Segment Open

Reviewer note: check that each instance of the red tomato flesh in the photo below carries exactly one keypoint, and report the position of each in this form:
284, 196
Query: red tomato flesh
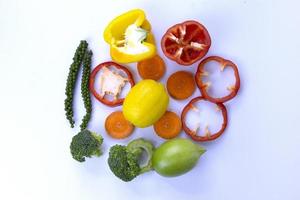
186, 43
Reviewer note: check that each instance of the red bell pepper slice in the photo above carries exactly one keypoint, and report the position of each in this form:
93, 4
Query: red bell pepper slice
204, 87
208, 135
101, 98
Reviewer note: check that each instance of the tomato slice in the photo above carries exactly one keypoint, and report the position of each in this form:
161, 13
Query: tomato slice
208, 134
186, 43
204, 87
101, 97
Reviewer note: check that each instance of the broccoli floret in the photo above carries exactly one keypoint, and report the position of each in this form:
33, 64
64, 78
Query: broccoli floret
123, 161
86, 144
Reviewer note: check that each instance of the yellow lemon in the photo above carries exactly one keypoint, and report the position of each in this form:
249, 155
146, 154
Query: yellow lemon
145, 103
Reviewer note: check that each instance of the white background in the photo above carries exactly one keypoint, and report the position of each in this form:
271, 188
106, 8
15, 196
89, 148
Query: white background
257, 157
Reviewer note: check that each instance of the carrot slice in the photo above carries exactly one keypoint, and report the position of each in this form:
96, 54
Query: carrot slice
181, 85
153, 68
168, 126
117, 126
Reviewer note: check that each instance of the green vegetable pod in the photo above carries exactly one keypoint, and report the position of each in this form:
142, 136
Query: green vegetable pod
176, 157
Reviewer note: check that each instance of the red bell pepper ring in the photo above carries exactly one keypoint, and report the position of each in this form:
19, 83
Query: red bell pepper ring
204, 87
208, 135
186, 42
101, 98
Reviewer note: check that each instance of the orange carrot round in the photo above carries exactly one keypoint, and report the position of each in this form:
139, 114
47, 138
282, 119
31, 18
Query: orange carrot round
117, 126
153, 68
181, 85
168, 126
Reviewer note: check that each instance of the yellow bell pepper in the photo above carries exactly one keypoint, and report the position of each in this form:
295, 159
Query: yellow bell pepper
145, 103
130, 38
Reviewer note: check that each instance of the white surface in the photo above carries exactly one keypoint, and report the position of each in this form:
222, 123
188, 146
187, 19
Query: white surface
258, 156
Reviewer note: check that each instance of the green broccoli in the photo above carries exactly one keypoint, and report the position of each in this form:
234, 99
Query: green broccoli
124, 161
86, 144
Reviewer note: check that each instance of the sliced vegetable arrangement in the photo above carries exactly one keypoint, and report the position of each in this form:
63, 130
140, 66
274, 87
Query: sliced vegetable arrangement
186, 43
153, 68
111, 83
146, 103
130, 38
181, 85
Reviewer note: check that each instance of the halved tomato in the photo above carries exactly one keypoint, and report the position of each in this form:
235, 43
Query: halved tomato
186, 43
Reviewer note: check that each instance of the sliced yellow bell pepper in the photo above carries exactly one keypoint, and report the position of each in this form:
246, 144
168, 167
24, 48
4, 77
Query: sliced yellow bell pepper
130, 38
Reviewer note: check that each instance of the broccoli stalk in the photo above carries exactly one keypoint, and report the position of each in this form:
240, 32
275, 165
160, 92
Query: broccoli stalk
86, 144
123, 161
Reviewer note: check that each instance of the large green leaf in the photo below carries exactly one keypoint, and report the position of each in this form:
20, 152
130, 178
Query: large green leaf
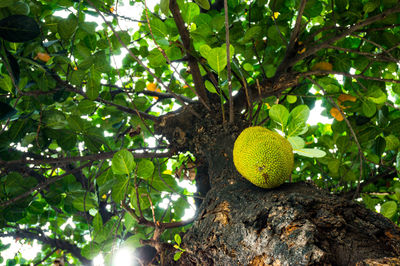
217, 59
279, 114
189, 12
145, 168
388, 209
119, 189
123, 162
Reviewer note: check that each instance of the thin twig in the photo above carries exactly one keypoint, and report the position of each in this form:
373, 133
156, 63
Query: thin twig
91, 157
325, 72
169, 61
228, 60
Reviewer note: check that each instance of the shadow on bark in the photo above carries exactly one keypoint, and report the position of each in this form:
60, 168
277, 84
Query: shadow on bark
295, 224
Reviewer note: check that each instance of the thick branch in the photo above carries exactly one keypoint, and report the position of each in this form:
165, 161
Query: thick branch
313, 49
293, 38
194, 68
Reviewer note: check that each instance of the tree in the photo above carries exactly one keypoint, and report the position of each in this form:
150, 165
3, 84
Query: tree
93, 151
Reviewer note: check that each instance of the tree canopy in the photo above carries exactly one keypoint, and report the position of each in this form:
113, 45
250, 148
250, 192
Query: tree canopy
94, 154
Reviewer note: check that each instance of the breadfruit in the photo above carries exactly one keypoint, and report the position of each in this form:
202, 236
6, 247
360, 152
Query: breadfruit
263, 157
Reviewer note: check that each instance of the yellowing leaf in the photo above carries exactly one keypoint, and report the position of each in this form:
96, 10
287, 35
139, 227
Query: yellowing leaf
346, 97
336, 114
43, 57
151, 87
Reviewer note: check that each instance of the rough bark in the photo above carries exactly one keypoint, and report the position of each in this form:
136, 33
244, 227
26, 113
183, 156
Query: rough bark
295, 224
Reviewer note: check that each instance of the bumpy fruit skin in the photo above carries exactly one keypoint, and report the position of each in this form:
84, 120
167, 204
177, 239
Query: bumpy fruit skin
263, 157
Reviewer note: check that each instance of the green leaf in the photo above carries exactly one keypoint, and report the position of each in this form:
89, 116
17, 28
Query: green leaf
379, 145
158, 28
91, 250
123, 162
312, 153
156, 58
83, 203
76, 123
178, 239
370, 6
164, 7
118, 190
177, 255
6, 111
6, 83
205, 50
101, 63
97, 222
86, 106
295, 129
210, 87
66, 27
217, 59
252, 33
66, 139
18, 28
299, 114
6, 3
189, 12
134, 241
279, 114
313, 8
377, 96
92, 87
398, 161
368, 108
291, 98
145, 169
296, 142
389, 209
203, 4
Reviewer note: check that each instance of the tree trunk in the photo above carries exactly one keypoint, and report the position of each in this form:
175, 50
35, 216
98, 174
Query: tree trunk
294, 224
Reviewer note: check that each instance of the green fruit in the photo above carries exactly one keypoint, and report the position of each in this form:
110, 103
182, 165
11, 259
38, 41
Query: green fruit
263, 157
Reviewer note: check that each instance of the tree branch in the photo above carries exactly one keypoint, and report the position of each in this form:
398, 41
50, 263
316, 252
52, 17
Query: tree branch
194, 68
313, 49
293, 38
41, 186
376, 57
324, 72
91, 157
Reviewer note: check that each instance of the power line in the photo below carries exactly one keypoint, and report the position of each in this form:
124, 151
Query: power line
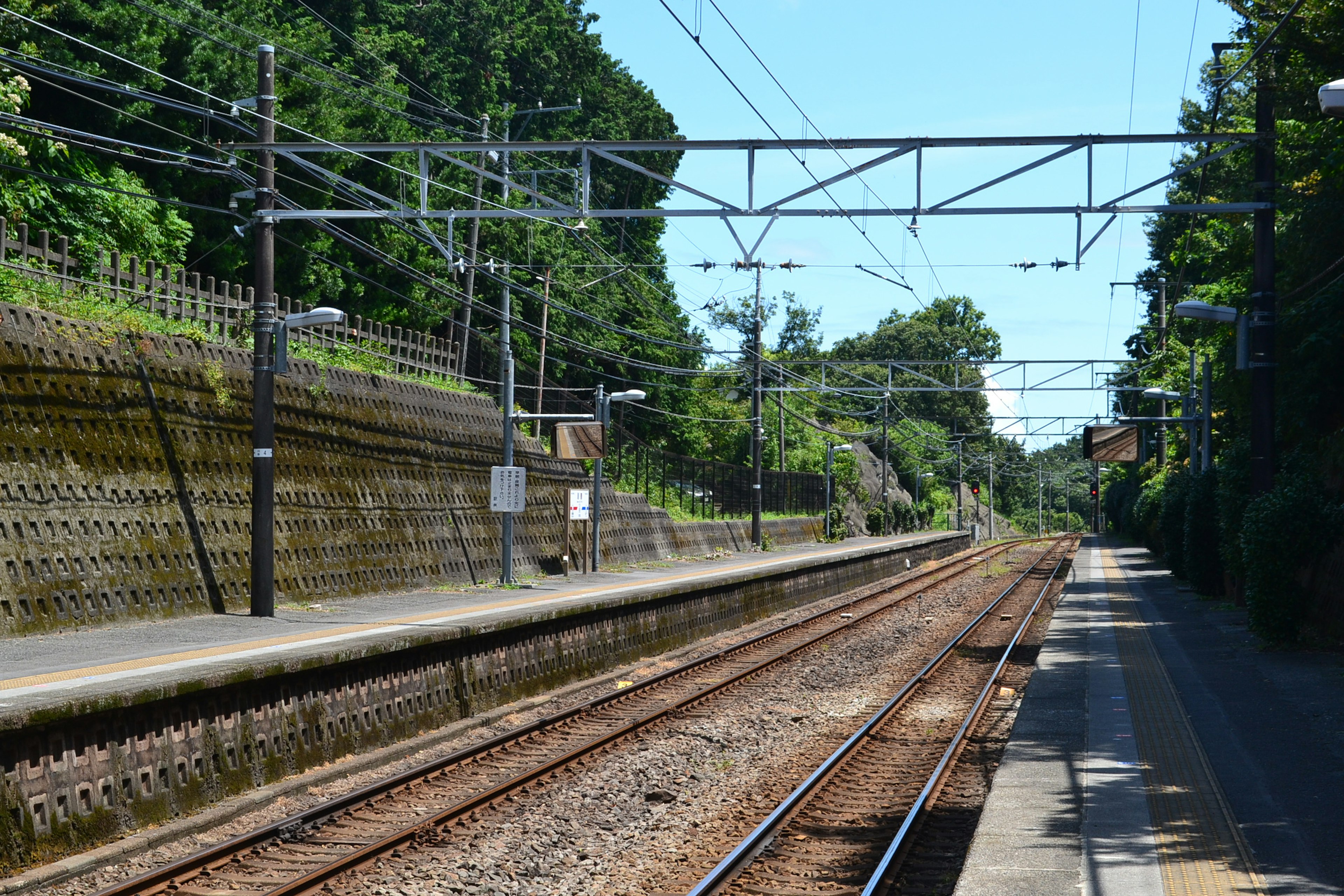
766, 123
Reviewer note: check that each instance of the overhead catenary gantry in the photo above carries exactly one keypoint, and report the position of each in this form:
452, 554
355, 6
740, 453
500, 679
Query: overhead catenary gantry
589, 151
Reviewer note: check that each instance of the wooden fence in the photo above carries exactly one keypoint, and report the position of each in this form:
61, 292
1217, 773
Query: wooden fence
217, 307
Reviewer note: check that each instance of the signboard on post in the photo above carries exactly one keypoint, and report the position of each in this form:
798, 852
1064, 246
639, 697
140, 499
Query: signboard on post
580, 441
509, 489
1111, 442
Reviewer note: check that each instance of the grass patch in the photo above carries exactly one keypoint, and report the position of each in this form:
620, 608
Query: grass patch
89, 303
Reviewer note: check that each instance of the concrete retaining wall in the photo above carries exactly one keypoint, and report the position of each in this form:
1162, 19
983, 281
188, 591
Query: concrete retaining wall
80, 773
126, 475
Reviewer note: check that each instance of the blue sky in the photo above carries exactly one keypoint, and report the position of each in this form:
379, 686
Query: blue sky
937, 70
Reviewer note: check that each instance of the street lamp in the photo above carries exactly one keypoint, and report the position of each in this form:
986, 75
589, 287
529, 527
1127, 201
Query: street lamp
1332, 99
262, 602
316, 317
831, 455
604, 415
920, 477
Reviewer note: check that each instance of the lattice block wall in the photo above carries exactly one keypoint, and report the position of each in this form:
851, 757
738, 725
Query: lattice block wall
126, 475
126, 469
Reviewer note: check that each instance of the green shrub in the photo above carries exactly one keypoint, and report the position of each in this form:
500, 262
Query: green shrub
1281, 532
1171, 523
1199, 548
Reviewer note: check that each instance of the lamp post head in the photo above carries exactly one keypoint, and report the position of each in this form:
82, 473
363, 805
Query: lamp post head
316, 317
1332, 99
1205, 312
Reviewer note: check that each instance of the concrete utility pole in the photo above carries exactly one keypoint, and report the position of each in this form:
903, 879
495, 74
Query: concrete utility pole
1206, 455
991, 496
264, 335
886, 448
757, 428
1041, 493
464, 314
1191, 429
507, 405
601, 409
960, 527
541, 363
1162, 346
1264, 300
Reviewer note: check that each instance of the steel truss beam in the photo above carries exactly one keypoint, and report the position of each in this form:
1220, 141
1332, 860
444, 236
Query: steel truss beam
896, 148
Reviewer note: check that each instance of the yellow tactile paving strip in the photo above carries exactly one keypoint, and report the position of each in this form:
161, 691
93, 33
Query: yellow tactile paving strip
1199, 848
444, 614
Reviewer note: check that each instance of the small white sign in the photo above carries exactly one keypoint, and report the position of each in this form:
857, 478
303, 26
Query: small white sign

Segment Closed

Task to complete: Say how many lines in the entries contain the string "below". Nothing else belongs in the reply.

Task response: 3